## STATED PROBLEM
Switch "dot" to "marker" everywhere in the material, and reproduce every line otherwise unchanged. Leave the pictures out of your answer.

* begin *

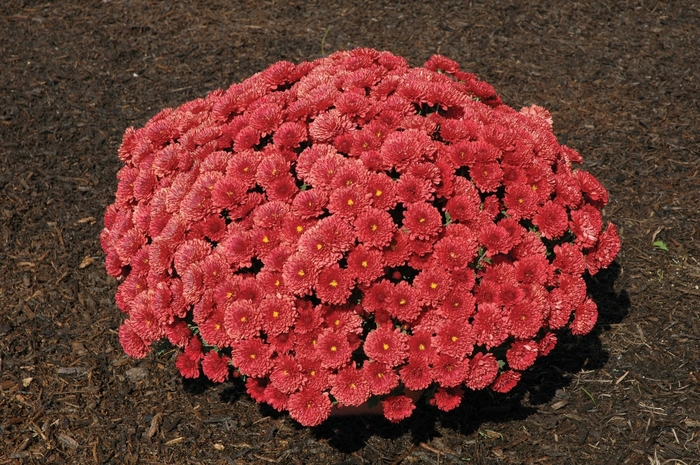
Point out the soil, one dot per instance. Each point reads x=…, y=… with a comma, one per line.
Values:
x=621, y=80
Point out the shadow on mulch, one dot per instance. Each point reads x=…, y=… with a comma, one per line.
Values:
x=539, y=386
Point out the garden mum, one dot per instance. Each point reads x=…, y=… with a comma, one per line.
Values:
x=350, y=229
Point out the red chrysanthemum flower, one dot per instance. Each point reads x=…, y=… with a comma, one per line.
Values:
x=422, y=220
x=333, y=349
x=506, y=381
x=337, y=233
x=552, y=220
x=300, y=274
x=569, y=259
x=559, y=309
x=253, y=357
x=188, y=366
x=496, y=239
x=329, y=125
x=403, y=302
x=449, y=371
x=487, y=176
x=377, y=295
x=521, y=201
x=455, y=253
x=277, y=314
x=522, y=354
x=310, y=203
x=275, y=398
x=348, y=201
x=593, y=191
x=416, y=374
x=586, y=225
x=255, y=387
x=412, y=189
x=350, y=387
x=453, y=339
x=400, y=149
x=375, y=228
x=490, y=325
x=213, y=331
x=574, y=288
x=447, y=399
x=458, y=306
x=525, y=320
x=382, y=379
x=432, y=285
x=396, y=408
x=398, y=250
x=309, y=407
x=387, y=346
x=287, y=375
x=365, y=265
x=290, y=135
x=585, y=317
x=215, y=367
x=533, y=269
x=547, y=344
x=334, y=285
x=246, y=219
x=382, y=191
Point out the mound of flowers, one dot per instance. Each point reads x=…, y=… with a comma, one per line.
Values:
x=345, y=231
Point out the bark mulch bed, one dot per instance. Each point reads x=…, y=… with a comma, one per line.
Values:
x=622, y=81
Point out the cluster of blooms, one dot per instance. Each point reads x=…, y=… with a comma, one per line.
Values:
x=353, y=229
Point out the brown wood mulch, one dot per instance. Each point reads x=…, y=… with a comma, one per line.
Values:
x=622, y=80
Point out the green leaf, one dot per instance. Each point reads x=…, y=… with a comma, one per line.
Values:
x=660, y=245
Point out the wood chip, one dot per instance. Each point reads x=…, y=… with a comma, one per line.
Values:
x=71, y=371
x=560, y=404
x=155, y=425
x=67, y=441
x=78, y=348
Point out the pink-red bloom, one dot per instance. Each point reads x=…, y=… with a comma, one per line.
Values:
x=354, y=212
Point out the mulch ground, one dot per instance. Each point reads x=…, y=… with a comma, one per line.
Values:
x=622, y=80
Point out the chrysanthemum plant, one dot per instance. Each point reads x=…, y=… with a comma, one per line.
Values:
x=351, y=230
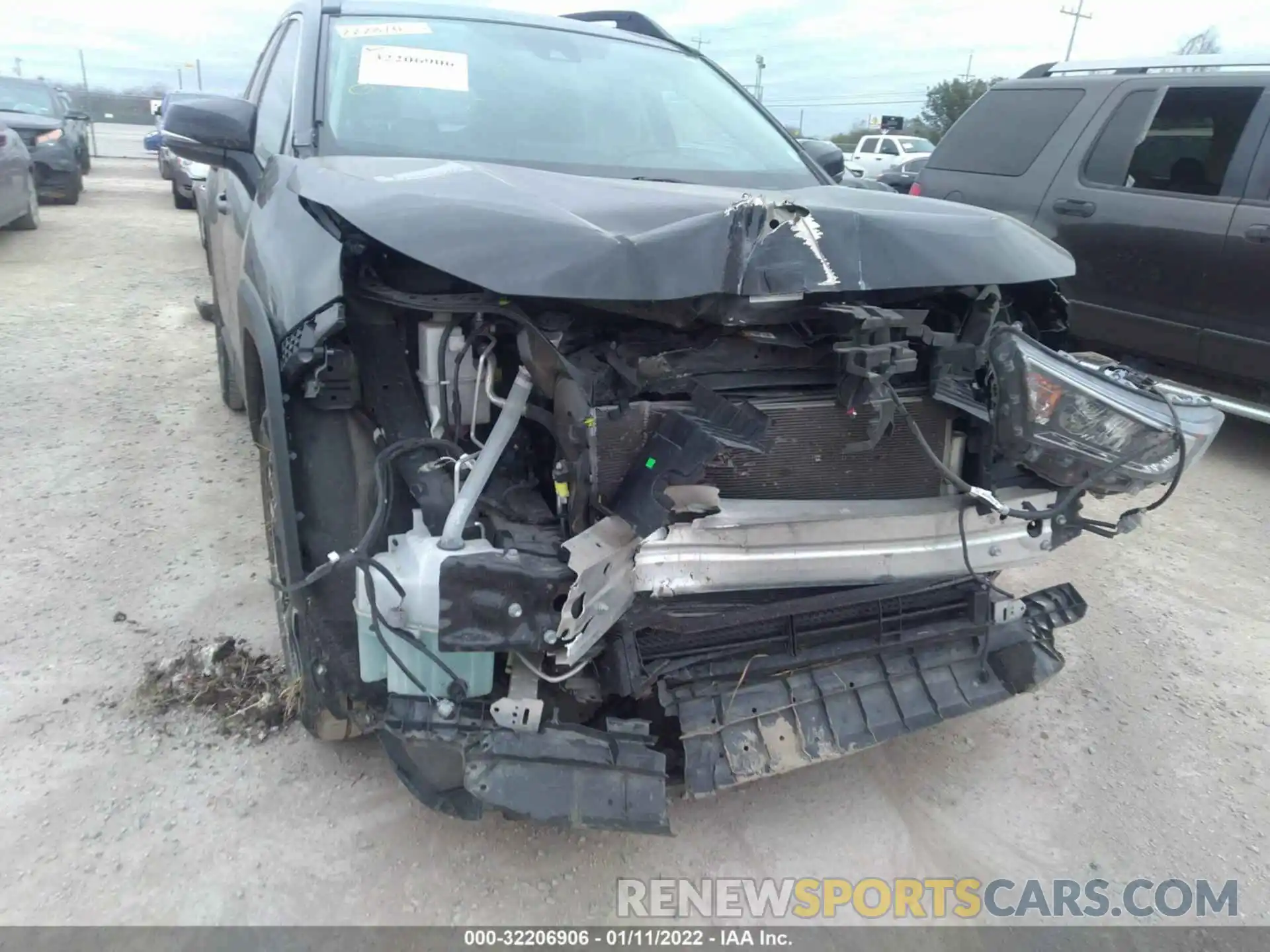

* end *

## EXERCISE ANSWER
Point out the soil, one marker per instance. Each point reads x=…, y=… with a comma, one per line.
Values:
x=621, y=80
Point out the shadow on mulch, one marker per instance. Each point reads x=…, y=… with a comma, one per line.
Values:
x=539, y=386
Point out the garden mum, one marker per instance. Each point reads x=…, y=… with a comma, one per line.
Values:
x=350, y=229
Point out the red chrysanthemum flower, one marker per instance. Each point reads x=…, y=… with a comma, one per line.
Values:
x=422, y=220
x=333, y=349
x=506, y=381
x=337, y=233
x=552, y=220
x=300, y=274
x=569, y=259
x=559, y=309
x=253, y=357
x=188, y=366
x=496, y=239
x=329, y=125
x=403, y=302
x=449, y=371
x=487, y=176
x=377, y=295
x=521, y=201
x=455, y=253
x=277, y=314
x=522, y=354
x=310, y=203
x=275, y=398
x=348, y=201
x=593, y=191
x=416, y=374
x=586, y=225
x=255, y=387
x=412, y=189
x=350, y=387
x=453, y=339
x=400, y=149
x=375, y=228
x=490, y=325
x=213, y=331
x=574, y=288
x=447, y=399
x=458, y=306
x=525, y=320
x=382, y=379
x=432, y=285
x=396, y=408
x=398, y=250
x=309, y=407
x=387, y=346
x=287, y=375
x=365, y=265
x=290, y=135
x=585, y=317
x=215, y=367
x=533, y=269
x=547, y=344
x=334, y=285
x=246, y=219
x=382, y=191
Point out the mound of flowers, one marker per instance. Each point reads x=…, y=… with a comma, one per line.
Values:
x=345, y=231
Point out the bark mulch bed, one marker per instance. Each point reads x=…, y=… with a comma, one per line.
Values:
x=622, y=81
Point out the cluster of blooms, one marker per instance. Each point reads x=…, y=… with a comma, one per line.
Values:
x=353, y=229
Point out the brown wood mulch, one marker per instance. Each point reads x=…, y=… with a comma, one per line.
Values:
x=622, y=80
Point out the green leaf, one marker per instance. Each point reads x=…, y=… with a comma, one per line.
Values:
x=660, y=245
Point out the wood chip, one marker per instance. Each point reads x=…, y=… with a comma, one per line.
Values:
x=71, y=371
x=560, y=404
x=155, y=425
x=67, y=441
x=78, y=348
Point out the pink-red bloom, one marker per instance. Each point reads x=…, y=… with a comma, one per line.
Values:
x=354, y=212
Point out the mulch ground, one marker per instance. Each point reads x=…, y=… with a comma, one per line.
Values:
x=622, y=80
Point out the chrysanthemum plant, one marker per instance. Each point reads x=…, y=… with a comma, one per line.
Values:
x=351, y=230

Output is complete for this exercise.